##### PAGE
Monday, March 23, 2015

Palm Sunday of the Lord's Passion - March 29, 2015

First Reading Commentary
Certainly Isaiah and all the true prophets of God had well-trained tongues because they were taught by their Creator.  Later, their Teacher would clothe Himself in flesh and become Man to speak the infallible words of everlasting life. 

Prayer in the morning is vital so that we can put on the armor of Christ before we venture off to another day on the battlefield.  Through prayer, ears are opened and prepared to hear the Voice of the Master.  A life without prayer is a life that rebels; a life that turns back.  Pious souls, however, are not exempt from stumbling.  Sin leads to humbling experiences for the devout Christian.  It shows us that we're not always a top-notch player for the team.  Sometimes we are in dire need of other team players to stop us from turning back.  This is the work of the various body parts going to bat for the sake of the entire mystical body. 

Our enemy is a tempter and knows exactly what can take our focus away from God.  Our shame, failures and disappointments, however, can be visualized on a willing Victim in the form of a scourged Back, a Face of spittle, a Head wearing a crown of thorns, Feet and Hands with nails driven through them, and finally death.  And yet "finally" is a bad word choice because, fortunately for our undeserving souls, death is not where it ends – actually, it doesn’t end at all.   

The final verse expresses the suffering Servant's inalterable confidence in God.  That confidence is something that every disciple of Christ strives for. 

Saint Paul teaches us about our different callings and the gifts we possess as individuals (cf. Ephesians 4:11).  Having a "well-trained tongue" does not necessarily mean the tongue as a physical body part.  Certainly for liturgical readers and homilists it could mean the physical tongue; but as Saint Francis of Assisi said to use words if necessary, then certainly tongues can be metaphoric and points to the old adage: Actions speak louder than words.  And for many of us our gifts of service are displayed by our actions and not necessarily our words.  Gifts used in service help to build up the body of Christ.
##########
PROMPT 1:
Gather every line of the listing that contains the string "white", treating case as significant.
The listing that follows is unrelated to the commentary.
##### MATERIAL SUPPLIED
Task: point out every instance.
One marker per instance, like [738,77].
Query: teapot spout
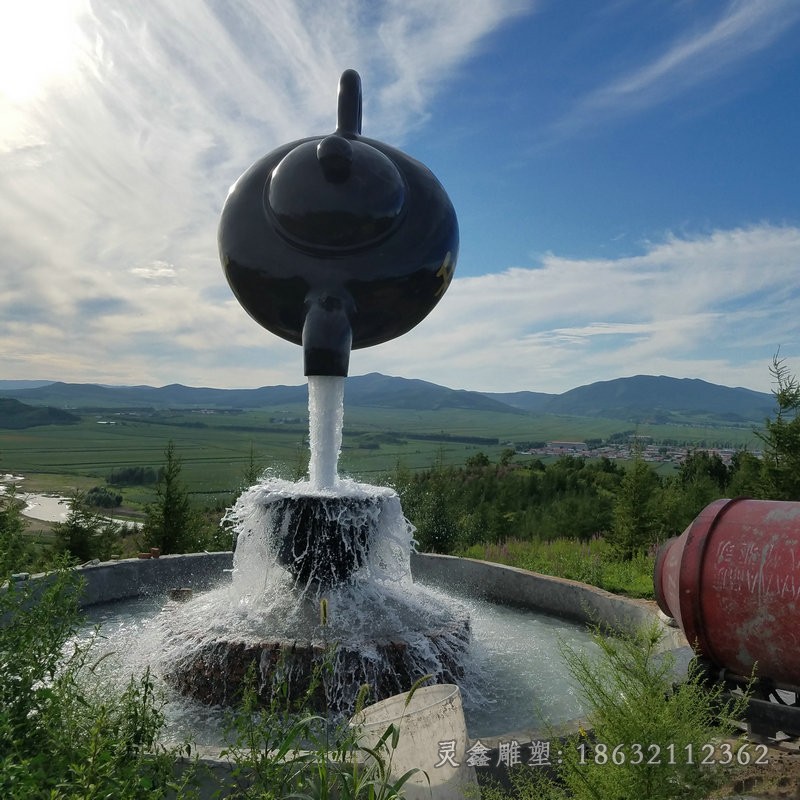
[327,335]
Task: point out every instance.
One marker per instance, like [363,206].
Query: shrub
[60,735]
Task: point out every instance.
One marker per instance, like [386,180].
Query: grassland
[215,447]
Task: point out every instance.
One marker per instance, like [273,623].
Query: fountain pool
[514,677]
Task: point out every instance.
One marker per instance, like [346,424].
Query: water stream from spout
[325,418]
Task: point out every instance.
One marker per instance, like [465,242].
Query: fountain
[333,243]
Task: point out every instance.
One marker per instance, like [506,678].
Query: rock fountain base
[216,670]
[321,603]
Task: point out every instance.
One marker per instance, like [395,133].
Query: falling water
[325,416]
[296,543]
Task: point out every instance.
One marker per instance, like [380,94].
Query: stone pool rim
[126,579]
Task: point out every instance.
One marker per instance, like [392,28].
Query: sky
[626,175]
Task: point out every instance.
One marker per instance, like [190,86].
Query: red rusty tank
[731,580]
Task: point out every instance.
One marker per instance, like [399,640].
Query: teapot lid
[337,193]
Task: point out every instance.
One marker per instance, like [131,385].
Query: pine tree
[170,522]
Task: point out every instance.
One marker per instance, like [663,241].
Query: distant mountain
[14,385]
[15,415]
[525,401]
[363,390]
[379,390]
[658,398]
[641,398]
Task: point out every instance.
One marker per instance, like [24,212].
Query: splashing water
[297,543]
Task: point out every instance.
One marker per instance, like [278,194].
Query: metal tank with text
[731,581]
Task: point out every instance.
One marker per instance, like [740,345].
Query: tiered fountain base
[216,671]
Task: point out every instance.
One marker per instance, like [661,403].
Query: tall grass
[591,562]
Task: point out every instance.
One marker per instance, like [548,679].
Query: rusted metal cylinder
[731,580]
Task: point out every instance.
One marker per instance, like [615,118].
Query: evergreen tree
[635,526]
[85,535]
[13,552]
[170,522]
[781,438]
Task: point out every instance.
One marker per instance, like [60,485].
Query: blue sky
[626,175]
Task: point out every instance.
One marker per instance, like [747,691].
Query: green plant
[63,733]
[285,752]
[650,731]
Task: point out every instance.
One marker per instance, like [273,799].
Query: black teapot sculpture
[338,242]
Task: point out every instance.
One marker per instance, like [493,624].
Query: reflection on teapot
[338,242]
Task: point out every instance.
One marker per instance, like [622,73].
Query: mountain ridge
[635,398]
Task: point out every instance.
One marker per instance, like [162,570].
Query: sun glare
[38,45]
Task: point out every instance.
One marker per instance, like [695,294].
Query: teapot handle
[348,121]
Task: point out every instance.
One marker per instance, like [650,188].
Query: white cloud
[714,306]
[697,57]
[113,169]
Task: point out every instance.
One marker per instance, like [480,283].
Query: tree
[781,437]
[170,522]
[85,535]
[13,552]
[634,526]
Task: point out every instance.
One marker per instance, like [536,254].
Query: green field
[215,447]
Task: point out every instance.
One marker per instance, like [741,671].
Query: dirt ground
[777,780]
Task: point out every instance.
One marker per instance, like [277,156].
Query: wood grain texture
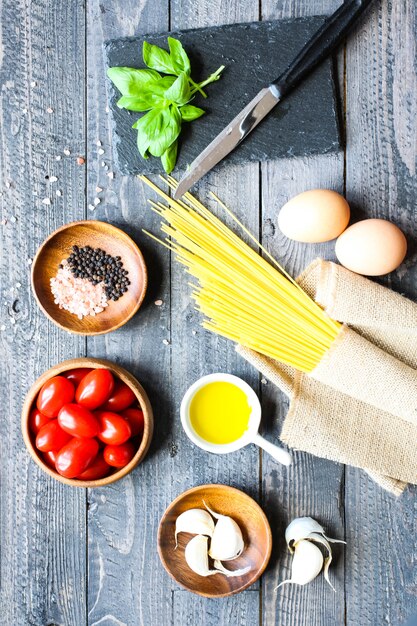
[196,352]
[381,583]
[126,582]
[43,532]
[46,538]
[311,486]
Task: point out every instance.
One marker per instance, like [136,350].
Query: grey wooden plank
[43,560]
[127,584]
[312,486]
[238,610]
[381,182]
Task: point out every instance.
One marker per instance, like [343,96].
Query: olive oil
[220,412]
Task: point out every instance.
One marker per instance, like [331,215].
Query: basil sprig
[165,100]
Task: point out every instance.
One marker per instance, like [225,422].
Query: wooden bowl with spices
[139,441]
[89,277]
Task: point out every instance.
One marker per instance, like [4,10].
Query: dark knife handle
[321,45]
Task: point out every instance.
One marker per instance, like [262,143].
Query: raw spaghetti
[242,296]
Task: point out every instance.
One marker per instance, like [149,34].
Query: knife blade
[229,138]
[320,46]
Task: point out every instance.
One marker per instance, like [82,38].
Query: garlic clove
[194,521]
[324,542]
[237,572]
[196,556]
[300,528]
[227,541]
[306,565]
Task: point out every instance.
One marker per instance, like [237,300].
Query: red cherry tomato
[76,376]
[37,420]
[78,421]
[50,458]
[121,398]
[119,456]
[95,389]
[74,458]
[113,428]
[54,394]
[97,469]
[51,437]
[134,417]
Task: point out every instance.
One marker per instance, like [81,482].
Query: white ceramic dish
[251,435]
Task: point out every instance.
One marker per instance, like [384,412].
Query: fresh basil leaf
[142,141]
[179,58]
[190,112]
[130,81]
[164,130]
[179,91]
[169,158]
[157,58]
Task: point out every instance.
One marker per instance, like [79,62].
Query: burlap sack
[332,424]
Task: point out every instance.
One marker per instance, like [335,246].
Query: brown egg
[314,216]
[372,247]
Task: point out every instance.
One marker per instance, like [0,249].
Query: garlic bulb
[237,572]
[194,521]
[302,531]
[306,564]
[196,556]
[227,541]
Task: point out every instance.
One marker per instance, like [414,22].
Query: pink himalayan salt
[77,295]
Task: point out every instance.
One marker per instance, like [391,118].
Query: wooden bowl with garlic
[214,540]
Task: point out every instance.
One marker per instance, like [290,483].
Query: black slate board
[254,54]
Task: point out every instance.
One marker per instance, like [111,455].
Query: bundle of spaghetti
[242,296]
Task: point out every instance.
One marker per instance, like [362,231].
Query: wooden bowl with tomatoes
[87,422]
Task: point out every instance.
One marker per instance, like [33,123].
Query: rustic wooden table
[73,558]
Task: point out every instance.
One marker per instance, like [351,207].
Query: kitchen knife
[329,36]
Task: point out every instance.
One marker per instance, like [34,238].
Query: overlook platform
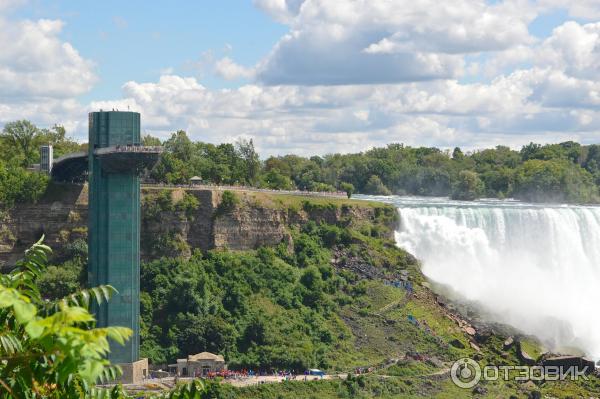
[118,159]
[73,168]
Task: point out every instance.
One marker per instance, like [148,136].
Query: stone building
[199,365]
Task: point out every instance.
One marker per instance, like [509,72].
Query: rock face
[570,361]
[60,217]
[253,222]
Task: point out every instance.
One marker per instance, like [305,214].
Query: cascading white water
[536,267]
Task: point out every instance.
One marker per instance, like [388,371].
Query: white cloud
[229,70]
[378,41]
[585,9]
[35,62]
[280,10]
[336,63]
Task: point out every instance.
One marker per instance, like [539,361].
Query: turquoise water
[534,266]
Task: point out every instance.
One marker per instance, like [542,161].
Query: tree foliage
[51,349]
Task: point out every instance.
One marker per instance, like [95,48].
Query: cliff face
[255,219]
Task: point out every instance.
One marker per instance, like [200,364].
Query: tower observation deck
[116,159]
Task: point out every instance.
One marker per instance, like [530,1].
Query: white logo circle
[465,373]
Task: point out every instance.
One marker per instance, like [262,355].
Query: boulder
[483,335]
[457,344]
[570,361]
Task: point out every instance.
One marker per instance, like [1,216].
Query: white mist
[534,267]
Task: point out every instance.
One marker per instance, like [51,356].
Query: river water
[535,267]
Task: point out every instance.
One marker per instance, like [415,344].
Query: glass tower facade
[114,227]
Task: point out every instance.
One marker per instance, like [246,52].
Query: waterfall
[535,267]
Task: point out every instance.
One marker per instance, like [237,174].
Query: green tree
[469,186]
[348,188]
[51,349]
[375,186]
[20,139]
[554,181]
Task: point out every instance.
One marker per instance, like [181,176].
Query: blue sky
[310,76]
[137,40]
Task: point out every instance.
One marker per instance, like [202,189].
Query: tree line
[564,172]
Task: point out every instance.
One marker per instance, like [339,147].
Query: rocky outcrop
[257,219]
[61,217]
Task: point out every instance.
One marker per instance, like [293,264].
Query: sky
[310,76]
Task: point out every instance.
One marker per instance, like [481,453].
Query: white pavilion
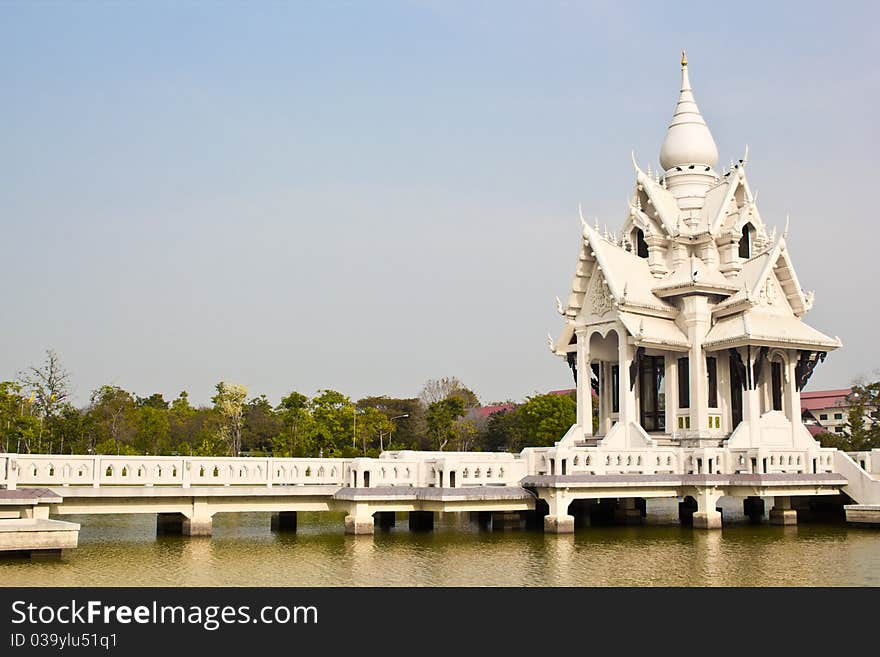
[688,324]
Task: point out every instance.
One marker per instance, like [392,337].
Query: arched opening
[641,244]
[686,509]
[604,353]
[745,241]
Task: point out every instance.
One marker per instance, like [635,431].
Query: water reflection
[125,551]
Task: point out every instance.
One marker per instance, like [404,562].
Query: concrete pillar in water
[753,508]
[782,513]
[421,520]
[359,520]
[628,512]
[558,521]
[385,519]
[707,516]
[284,521]
[502,520]
[169,523]
[199,521]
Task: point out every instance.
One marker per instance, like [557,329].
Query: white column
[605,398]
[751,398]
[722,370]
[792,395]
[697,316]
[671,382]
[584,389]
[627,393]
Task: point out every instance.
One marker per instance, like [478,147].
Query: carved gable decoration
[772,296]
[599,300]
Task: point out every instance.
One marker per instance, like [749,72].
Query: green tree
[229,405]
[156,400]
[436,390]
[19,423]
[372,423]
[546,418]
[261,426]
[111,411]
[862,429]
[408,423]
[334,418]
[440,420]
[48,385]
[504,432]
[298,427]
[152,430]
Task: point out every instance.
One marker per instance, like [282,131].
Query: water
[125,551]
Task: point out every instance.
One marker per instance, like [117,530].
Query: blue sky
[366,195]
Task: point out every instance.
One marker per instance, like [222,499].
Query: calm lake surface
[125,551]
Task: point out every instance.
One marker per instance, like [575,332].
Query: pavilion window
[712,374]
[684,383]
[641,244]
[615,389]
[776,383]
[745,242]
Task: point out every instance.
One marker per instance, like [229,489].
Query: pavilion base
[359,525]
[783,517]
[559,524]
[707,520]
[421,520]
[284,521]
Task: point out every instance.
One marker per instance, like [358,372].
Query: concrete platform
[863,514]
[37,534]
[28,497]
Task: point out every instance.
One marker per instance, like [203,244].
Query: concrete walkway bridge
[551,487]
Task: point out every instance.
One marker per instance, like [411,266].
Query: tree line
##########
PROMPT 2:
Rewrite the part of the commentary that opens with the words "Prayer in the" and closes with "entire mystical body.", substituting "front lines" for "battlefield".

TASK SOLUTION 1:
Query: white cloud
Query: white ceramic dish
Query: cascading white water
Query: white cloud
Query: white logo circle
Query: white mist
Query: white pavilion
Query: white column

TASK SOLUTION 2:
Prayer in the morning is vital so that we can put on the armor of Christ before we venture off to another day on the front lines.  Through prayer, ears are opened and prepared to hear the Voice of the Master.  A life without prayer is a life that rebels; a life that turns back.  Pious souls, however, are not exempt from stumbling.  Sin leads to humbling experiences for the devout Christian.  It shows us that we're not always a top-notch player for the team.  Sometimes we are in dire need of other team players to stop us from turning back.  This is the work of the various body parts going to bat for the sake of the entire mystical body.